• TASK DETAILS:
Identify each line in the records below that contains the word "dragonfly", treating uppercase and lowercase as distinct, and copy every such line.

• STORED ROWS:
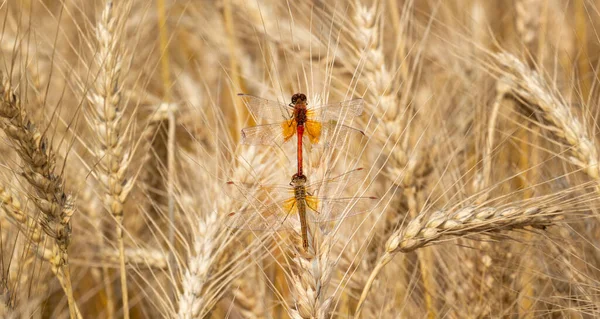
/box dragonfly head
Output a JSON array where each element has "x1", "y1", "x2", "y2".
[
  {"x1": 290, "y1": 174, "x2": 306, "y2": 186},
  {"x1": 292, "y1": 93, "x2": 306, "y2": 105}
]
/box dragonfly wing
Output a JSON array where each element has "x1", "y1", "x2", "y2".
[
  {"x1": 242, "y1": 121, "x2": 295, "y2": 146},
  {"x1": 223, "y1": 181, "x2": 293, "y2": 205},
  {"x1": 238, "y1": 93, "x2": 294, "y2": 122},
  {"x1": 308, "y1": 197, "x2": 379, "y2": 223},
  {"x1": 309, "y1": 99, "x2": 365, "y2": 122},
  {"x1": 317, "y1": 121, "x2": 367, "y2": 149},
  {"x1": 306, "y1": 167, "x2": 367, "y2": 198},
  {"x1": 225, "y1": 198, "x2": 297, "y2": 231}
]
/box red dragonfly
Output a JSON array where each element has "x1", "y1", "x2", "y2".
[
  {"x1": 227, "y1": 168, "x2": 378, "y2": 250},
  {"x1": 238, "y1": 93, "x2": 365, "y2": 176}
]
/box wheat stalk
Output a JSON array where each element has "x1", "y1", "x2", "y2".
[
  {"x1": 0, "y1": 73, "x2": 80, "y2": 318},
  {"x1": 356, "y1": 198, "x2": 576, "y2": 316},
  {"x1": 494, "y1": 53, "x2": 600, "y2": 180},
  {"x1": 177, "y1": 148, "x2": 269, "y2": 319},
  {"x1": 290, "y1": 228, "x2": 335, "y2": 319},
  {"x1": 86, "y1": 1, "x2": 134, "y2": 318}
]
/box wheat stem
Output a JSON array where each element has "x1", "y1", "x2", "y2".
[
  {"x1": 495, "y1": 53, "x2": 600, "y2": 180},
  {"x1": 0, "y1": 69, "x2": 77, "y2": 318},
  {"x1": 85, "y1": 1, "x2": 133, "y2": 318}
]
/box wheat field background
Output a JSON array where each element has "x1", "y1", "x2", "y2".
[{"x1": 0, "y1": 0, "x2": 600, "y2": 318}]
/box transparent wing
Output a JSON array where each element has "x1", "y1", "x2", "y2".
[
  {"x1": 308, "y1": 99, "x2": 365, "y2": 122},
  {"x1": 308, "y1": 197, "x2": 379, "y2": 223},
  {"x1": 302, "y1": 120, "x2": 368, "y2": 149},
  {"x1": 225, "y1": 198, "x2": 298, "y2": 231},
  {"x1": 238, "y1": 93, "x2": 294, "y2": 122},
  {"x1": 306, "y1": 167, "x2": 367, "y2": 197},
  {"x1": 242, "y1": 122, "x2": 295, "y2": 146},
  {"x1": 223, "y1": 181, "x2": 294, "y2": 202}
]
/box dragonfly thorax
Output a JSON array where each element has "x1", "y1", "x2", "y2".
[{"x1": 292, "y1": 93, "x2": 306, "y2": 105}]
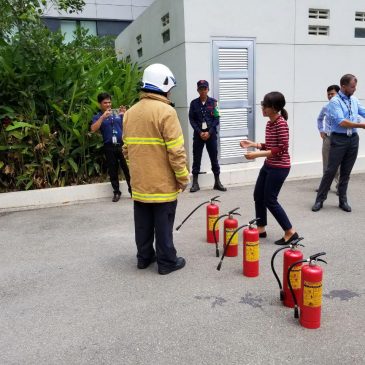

• SOLVED PROBLEM:
/box dragonfly head
/box dragonfly wing
/box red dragonfly
/box dragonfly thorax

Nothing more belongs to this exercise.